# RECORDS TO PROCESS
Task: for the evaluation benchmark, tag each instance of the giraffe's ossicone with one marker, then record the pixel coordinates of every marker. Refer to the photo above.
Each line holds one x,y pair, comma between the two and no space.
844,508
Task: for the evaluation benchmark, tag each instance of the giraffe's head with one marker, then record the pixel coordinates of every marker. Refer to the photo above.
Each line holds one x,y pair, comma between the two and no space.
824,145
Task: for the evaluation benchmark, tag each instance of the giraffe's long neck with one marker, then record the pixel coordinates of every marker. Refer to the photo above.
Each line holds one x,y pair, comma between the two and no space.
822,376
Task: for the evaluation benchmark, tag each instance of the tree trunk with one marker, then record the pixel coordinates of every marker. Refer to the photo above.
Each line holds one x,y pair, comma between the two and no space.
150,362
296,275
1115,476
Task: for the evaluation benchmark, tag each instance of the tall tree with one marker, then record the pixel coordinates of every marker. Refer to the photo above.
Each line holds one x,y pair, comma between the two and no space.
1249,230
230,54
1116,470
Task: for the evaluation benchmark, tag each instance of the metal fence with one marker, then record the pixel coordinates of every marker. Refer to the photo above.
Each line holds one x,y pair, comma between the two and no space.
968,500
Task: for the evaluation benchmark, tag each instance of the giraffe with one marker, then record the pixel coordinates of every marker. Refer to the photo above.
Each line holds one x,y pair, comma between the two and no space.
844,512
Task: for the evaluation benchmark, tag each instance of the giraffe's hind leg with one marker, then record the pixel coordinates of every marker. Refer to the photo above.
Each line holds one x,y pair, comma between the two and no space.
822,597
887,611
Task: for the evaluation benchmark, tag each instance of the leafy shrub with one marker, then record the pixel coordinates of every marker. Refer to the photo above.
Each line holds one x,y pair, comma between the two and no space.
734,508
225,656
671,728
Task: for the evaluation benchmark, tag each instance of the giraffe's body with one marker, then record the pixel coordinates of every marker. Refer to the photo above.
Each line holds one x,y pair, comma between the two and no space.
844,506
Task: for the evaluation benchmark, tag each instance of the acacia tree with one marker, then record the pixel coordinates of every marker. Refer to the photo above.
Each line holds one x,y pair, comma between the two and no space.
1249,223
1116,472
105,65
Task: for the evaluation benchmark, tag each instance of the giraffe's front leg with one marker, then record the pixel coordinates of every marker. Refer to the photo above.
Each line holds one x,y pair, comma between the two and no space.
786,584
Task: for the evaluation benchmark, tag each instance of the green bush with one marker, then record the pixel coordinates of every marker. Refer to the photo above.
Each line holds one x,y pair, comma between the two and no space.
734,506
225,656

--

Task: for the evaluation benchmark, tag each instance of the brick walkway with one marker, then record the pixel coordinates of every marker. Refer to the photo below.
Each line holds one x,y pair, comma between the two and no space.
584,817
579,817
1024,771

--

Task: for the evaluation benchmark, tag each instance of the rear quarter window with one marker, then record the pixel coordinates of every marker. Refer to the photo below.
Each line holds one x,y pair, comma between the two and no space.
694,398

# EXERCISE PROMPT
Count the lines in the records above that contain the string "below", matching case exactly. Give only the number.

# IN RESPONSE
2